Task prompt: Give every line below again, exactly as it appears.

Referring expression data
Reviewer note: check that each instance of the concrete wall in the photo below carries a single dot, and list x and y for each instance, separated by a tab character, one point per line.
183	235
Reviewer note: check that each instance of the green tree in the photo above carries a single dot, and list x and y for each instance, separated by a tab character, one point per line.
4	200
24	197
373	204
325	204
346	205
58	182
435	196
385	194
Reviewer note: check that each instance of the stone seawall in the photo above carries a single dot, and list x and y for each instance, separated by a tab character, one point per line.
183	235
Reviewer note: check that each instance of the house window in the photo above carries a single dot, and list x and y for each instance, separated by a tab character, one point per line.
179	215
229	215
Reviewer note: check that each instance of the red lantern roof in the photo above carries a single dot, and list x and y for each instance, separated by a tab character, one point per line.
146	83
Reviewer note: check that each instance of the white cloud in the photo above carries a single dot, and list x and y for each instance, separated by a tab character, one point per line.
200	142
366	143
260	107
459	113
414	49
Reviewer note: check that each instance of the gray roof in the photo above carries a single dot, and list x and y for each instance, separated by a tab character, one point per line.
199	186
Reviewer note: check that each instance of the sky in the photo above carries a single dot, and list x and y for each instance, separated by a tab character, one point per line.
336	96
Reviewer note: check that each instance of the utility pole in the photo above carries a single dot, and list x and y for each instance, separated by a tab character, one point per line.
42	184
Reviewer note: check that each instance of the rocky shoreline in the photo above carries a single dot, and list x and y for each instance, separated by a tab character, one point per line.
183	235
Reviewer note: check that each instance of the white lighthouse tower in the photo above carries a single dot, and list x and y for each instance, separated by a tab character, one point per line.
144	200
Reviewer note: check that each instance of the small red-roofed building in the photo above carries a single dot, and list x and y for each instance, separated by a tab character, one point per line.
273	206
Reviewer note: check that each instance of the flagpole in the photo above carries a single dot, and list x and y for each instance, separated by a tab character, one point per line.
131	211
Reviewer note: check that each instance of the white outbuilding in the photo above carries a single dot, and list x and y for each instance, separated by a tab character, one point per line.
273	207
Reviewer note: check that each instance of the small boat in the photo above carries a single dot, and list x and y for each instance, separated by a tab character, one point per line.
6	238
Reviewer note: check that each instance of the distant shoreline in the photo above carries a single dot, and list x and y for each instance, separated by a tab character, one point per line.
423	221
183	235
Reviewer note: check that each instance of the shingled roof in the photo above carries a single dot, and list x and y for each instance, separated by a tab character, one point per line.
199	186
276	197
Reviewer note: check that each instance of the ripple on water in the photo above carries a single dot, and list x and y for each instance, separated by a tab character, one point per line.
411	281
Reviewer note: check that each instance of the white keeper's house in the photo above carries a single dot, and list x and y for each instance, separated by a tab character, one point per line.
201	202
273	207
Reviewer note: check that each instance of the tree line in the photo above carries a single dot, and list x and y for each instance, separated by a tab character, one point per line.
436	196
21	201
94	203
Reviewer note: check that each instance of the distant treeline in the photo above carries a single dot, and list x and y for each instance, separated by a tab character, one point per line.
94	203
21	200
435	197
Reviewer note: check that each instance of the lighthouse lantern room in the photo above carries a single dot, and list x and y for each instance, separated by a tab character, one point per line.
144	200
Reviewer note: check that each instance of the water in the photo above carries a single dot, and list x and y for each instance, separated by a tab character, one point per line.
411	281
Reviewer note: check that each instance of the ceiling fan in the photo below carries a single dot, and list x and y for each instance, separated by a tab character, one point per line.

Answer area:
Reviewer note: check that each instance of the concrete wall in the photo below carries a single dot, and list x and y for each instance, separated by a tab character, one point per line.
183	235
Reviewer note: check that each instance of the green tree in the photo above carries a single dot, and list x and y for each instance, separated by a tab character, one point per line.
4	200
24	197
373	204
325	204
346	205
58	182
435	196
385	194
Reviewer note: check that each instance of the stone seawall in the photo above carries a single dot, and list x and y for each instance, separated by a tab character, one point per line.
183	235
Reviewer note: check that each instance of the house window in the photo above carries a single dot, and list x and y for each instance, separated by a tab character, one point per line.
179	215
229	215
Reviewer note: check that each instance of the red lantern roof in the photo above carries a single dot, and list x and y for each instance, separated by a tab character, one point per line.
146	83
Reviewer note: check that each instance of the white cloud in the photo above carries a single dot, and list x and y for each instance, separated by a tab character, one point per line.
200	142
366	143
260	107
459	113
414	49
Reviewer note: check that each instance of the gray roof in the photo above carries a single dot, and list x and y for each instance, separated by a tab character, one point per line.
199	186
Reviewer note: check that each instance of the sky in the photo above carries a single dot, and list x and y for each instance, separated by a tab character, one point per line.
336	96
Reviewer note: check that each instance of the utility pole in the photo above carries a single dot, and list x and y for each instance, separated by a tab character, one point per line.
42	184
Reviewer note: check that each instance of the rocky shoreline in the photo above carries a single dot, and list x and y for each instance, separated by a tab character, one point per line.
183	235
Reviewer note: check that each instance of the white lighthouse tower in the photo above carries a single dot, and list x and y for each instance, separated by a tab character, one point per line.
144	200
Reviewer note: check that each instance of the small red-roofed building in the photo above carries a single dot, and list x and y for each instance, separated by a tab character, one point per line.
273	206
Reviewer note: check that each instance of the flagpole in the photo above carries a single dot, and list x and y for each instance, separated by a tab character, one point per line.
131	211
Reviewer note: check that each instance of the white outbuilding in the photo above carries a single dot, and list x and y for each instance, separated by a tab character, one point per line.
273	207
Reviewer note: check that each instance of the small boat in the photo above carries a single dot, and list x and y for each instance, separated by a tab character, one point per line.
6	238
Reviewer note: check that each instance of the distant shoreline in the photo above carries a single dot, and list x and y for each instance, separated by a tab character, one point per line.
423	221
183	235
Reviewer note: check that each instance of the shingled roof in the photo above carries a single dot, and list x and y for each instance, separated by a tab character, one point per line.
199	186
276	197
Reviewer note: check that each instance of the ripple on water in the photo above carries a single dot, and list x and y for each instance, separated by a tab character, one point per line.
411	281
Reviewer note: check that each instance of the white keeper's house in the photo above carries a single dot, and list x and y for each instance, separated by a tab character, one point per line.
201	202
273	207
Reviewer note: check that each instance of the tree line in the photo above carries a single dot, and list x and y for each instance, separated by a tab character, one point per line.
436	196
21	201
94	203
Reviewer note: check that each instance of the distant treeline in the photo above carries a single dot, and list x and y for each instance, separated by a tab character, one point per line.
94	203
21	200
435	197
Reviewer note: check that each instance of the lighthouse lantern room in the photo above carries a single dot, and list x and y for each instance, separated by a tab character, one point per line.
144	200
Reviewer note: check that each instance of the water in the photo above carries a single dot, and list x and y for each instance, separated by a tab character, one point per line.
411	281
Reviewer note: check that each instance of the ceiling fan in the photo below carries a single dot, and list x and y for each instance, separated by a tab character, one point per line.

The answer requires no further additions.